*** Opening ENTRIES SHOWN ***

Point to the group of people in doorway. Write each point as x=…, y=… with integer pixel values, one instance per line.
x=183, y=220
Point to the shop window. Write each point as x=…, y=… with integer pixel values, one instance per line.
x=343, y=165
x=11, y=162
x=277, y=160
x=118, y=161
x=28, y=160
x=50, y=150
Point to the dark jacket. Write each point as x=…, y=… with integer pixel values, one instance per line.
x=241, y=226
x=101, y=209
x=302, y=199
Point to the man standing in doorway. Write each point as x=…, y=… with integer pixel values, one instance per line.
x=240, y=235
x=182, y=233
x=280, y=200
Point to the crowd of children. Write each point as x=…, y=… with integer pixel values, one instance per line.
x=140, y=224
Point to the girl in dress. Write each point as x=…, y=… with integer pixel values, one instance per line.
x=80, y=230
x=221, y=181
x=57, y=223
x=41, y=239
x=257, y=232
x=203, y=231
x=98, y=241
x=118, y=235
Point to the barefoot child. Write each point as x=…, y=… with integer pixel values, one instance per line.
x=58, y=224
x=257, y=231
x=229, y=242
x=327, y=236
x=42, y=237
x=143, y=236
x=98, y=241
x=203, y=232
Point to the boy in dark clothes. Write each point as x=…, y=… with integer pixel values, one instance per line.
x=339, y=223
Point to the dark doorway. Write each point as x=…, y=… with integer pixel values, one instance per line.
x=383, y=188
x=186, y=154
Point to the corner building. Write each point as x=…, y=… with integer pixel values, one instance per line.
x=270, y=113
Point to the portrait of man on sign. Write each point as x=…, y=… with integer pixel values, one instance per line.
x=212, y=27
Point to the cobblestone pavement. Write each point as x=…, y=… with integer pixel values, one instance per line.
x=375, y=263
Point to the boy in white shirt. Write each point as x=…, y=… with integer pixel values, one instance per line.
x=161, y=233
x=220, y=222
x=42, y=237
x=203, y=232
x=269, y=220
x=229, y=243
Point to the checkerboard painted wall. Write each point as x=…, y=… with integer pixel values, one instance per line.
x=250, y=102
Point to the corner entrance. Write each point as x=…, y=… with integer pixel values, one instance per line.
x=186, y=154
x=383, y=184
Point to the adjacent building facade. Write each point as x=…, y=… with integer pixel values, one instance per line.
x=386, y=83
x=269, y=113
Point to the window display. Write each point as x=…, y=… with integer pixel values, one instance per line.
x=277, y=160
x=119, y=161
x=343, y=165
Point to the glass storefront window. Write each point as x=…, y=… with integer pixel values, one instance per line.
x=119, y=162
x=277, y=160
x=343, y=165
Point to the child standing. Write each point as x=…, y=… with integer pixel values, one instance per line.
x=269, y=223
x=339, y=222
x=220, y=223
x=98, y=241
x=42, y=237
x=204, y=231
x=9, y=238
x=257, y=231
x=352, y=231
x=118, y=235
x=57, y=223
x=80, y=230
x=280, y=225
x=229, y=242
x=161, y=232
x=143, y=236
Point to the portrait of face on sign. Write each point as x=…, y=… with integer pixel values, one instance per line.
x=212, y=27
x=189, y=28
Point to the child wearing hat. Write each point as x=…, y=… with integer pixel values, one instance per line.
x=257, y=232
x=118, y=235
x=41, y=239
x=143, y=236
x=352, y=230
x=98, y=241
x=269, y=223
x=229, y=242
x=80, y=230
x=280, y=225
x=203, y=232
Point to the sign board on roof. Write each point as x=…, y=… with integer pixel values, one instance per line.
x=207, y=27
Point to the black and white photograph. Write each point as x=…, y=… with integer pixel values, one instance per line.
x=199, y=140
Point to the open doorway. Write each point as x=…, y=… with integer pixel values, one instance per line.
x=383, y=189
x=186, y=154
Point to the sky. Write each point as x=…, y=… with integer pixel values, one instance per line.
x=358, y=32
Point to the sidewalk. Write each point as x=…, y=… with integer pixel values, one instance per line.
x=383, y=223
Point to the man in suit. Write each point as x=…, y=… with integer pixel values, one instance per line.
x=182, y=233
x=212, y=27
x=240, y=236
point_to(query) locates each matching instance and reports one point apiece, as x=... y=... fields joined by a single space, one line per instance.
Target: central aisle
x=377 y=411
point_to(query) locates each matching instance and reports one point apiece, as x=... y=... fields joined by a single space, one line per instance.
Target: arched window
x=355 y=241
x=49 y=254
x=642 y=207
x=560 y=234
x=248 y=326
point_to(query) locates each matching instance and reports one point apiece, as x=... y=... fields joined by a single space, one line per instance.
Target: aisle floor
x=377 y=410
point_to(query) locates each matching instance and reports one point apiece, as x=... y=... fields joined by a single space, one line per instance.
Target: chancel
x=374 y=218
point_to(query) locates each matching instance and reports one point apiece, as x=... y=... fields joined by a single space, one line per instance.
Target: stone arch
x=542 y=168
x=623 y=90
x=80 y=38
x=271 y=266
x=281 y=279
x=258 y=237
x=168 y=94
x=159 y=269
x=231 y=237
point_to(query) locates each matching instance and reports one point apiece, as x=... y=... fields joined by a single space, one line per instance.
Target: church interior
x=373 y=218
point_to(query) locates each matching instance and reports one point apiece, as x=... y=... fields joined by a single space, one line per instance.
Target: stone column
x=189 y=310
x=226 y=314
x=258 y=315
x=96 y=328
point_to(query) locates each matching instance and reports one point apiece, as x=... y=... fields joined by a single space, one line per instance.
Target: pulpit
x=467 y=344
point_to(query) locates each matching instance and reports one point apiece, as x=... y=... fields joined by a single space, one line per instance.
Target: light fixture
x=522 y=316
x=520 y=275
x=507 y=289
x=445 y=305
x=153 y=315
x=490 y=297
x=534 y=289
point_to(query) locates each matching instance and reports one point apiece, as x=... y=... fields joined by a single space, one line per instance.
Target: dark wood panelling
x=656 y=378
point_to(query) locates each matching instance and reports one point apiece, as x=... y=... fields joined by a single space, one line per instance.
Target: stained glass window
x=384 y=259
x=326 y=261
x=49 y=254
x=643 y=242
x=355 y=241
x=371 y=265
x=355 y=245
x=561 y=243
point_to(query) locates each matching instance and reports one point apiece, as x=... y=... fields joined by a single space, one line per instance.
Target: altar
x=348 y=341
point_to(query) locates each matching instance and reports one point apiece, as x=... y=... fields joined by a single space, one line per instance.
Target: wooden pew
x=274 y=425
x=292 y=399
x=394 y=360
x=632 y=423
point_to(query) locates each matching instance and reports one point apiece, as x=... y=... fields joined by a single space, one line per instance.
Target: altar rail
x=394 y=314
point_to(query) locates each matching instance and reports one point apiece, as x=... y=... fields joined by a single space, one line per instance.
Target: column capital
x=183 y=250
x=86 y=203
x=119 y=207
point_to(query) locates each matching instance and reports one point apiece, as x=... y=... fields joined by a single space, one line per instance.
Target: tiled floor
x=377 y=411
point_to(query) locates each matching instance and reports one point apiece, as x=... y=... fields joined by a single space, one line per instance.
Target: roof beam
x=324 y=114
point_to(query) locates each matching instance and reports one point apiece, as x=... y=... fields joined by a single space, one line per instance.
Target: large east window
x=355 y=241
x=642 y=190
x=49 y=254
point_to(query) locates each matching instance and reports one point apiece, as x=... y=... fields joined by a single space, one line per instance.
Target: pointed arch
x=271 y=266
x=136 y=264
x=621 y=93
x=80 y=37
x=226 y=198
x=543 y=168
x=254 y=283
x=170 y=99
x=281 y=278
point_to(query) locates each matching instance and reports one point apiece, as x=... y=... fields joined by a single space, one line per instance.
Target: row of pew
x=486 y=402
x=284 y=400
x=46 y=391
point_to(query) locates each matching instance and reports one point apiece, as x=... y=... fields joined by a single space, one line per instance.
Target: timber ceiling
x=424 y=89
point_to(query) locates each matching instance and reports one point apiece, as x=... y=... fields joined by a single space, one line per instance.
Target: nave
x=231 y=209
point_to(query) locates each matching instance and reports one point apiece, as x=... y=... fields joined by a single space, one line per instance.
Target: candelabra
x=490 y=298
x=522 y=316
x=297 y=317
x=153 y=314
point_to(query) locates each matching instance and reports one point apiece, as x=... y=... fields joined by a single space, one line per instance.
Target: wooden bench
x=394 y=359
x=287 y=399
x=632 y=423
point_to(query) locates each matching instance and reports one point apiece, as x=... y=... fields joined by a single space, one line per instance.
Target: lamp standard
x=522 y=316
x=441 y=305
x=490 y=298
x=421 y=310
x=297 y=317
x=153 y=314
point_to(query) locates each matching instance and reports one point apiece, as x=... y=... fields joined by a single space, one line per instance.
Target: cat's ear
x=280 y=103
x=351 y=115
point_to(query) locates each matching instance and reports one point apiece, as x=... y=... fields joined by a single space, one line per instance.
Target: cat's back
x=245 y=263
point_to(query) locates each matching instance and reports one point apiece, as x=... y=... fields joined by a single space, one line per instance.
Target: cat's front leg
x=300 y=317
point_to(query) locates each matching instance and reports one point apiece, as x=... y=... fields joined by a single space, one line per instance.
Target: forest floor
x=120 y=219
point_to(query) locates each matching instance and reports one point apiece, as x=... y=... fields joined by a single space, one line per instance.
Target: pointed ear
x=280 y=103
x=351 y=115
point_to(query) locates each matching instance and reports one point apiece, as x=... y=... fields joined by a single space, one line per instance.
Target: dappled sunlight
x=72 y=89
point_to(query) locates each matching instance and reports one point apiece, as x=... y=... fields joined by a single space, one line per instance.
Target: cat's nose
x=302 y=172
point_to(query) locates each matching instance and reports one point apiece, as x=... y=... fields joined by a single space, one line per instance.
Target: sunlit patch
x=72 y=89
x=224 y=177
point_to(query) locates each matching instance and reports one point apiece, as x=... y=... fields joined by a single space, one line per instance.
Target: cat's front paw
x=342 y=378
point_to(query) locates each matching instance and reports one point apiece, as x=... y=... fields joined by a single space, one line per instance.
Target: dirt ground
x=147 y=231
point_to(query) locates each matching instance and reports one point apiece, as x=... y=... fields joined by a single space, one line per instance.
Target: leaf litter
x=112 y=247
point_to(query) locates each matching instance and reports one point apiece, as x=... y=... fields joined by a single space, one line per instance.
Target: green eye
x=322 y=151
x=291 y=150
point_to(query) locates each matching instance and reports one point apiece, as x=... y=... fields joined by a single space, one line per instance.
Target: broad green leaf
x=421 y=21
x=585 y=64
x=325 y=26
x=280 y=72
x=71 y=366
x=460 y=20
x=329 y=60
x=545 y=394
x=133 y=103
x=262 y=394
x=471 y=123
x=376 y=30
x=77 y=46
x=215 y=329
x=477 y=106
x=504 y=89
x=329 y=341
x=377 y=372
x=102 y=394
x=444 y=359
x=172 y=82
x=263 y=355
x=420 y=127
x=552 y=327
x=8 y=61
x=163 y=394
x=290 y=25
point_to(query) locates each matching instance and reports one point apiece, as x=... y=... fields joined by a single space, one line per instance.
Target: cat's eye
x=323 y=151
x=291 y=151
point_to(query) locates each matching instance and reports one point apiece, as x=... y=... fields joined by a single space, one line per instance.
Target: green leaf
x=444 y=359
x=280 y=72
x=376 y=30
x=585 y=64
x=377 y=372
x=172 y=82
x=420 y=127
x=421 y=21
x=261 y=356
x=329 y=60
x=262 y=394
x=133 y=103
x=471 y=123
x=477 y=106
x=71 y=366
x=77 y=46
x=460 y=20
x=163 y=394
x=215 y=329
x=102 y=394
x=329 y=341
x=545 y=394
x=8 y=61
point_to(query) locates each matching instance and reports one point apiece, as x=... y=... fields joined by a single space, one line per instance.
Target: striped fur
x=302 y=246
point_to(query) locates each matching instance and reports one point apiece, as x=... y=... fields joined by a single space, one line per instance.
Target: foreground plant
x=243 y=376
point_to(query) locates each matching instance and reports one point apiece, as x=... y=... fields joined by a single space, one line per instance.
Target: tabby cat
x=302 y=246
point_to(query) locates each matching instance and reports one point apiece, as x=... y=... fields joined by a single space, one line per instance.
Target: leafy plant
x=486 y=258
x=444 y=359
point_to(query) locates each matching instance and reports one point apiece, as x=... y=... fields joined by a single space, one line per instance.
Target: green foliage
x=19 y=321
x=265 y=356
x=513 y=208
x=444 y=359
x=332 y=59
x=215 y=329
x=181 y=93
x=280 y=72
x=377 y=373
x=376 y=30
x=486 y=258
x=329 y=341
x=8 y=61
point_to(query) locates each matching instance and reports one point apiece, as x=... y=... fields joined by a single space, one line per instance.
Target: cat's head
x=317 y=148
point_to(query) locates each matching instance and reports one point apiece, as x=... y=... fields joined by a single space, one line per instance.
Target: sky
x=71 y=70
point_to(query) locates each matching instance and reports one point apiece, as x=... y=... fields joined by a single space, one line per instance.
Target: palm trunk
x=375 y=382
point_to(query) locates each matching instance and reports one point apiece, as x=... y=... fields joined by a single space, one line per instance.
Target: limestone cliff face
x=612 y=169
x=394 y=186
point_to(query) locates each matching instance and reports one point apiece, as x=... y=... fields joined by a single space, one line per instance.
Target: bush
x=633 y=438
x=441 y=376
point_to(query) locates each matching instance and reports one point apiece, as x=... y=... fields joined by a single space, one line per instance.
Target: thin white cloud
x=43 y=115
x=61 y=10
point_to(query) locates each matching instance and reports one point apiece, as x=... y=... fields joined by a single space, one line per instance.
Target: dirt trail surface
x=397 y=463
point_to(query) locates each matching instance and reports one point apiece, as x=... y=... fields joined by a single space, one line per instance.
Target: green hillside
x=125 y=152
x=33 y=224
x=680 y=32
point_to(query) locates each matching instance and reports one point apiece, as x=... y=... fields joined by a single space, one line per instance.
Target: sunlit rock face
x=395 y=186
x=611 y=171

*** Closing ENTRIES SHOWN ***

• [EXERCISE] Only exact copies of the lines from the one containing "Target: sky" to the end of the records belong in the answer.

• [FINISHED TASK]
Target: sky
x=71 y=70
point_to(query) locates each matching instance and reports one point apiece, as x=... y=... fields joined by a single space, one line per instance.
Target: palm trunk
x=375 y=382
point_to(query) locates each matching instance and reports one point apiece, as x=... y=... fields joined by a single space, one line per instance.
Target: limestone cliff face
x=612 y=169
x=394 y=186
point_to(query) locates each matching instance and reports one point apiece, as x=... y=... fields joined by a single space, one line per instance.
Target: bush
x=633 y=438
x=441 y=376
point_to(query) locates each matching instance and reports one point apiece, as x=... y=... fields joined by a single space, one line per instance.
Target: thin white cloud
x=43 y=115
x=61 y=10
point_to(query) locates each matching instance and reports one point apiece, as x=... y=... fields joined by a single space, one line per instance.
Target: dirt trail surface
x=397 y=463
point_to(query) locates each matching instance and reports one point apiece, as x=... y=... fields joined by a single space, one line per instance.
Target: green hillside
x=125 y=152
x=33 y=224
x=680 y=32
point_to(query) locates each matching instance and reports one point apiece, as x=... y=... fields joined by a single space, one line per instance.
Target: sunlit rock face
x=395 y=186
x=611 y=171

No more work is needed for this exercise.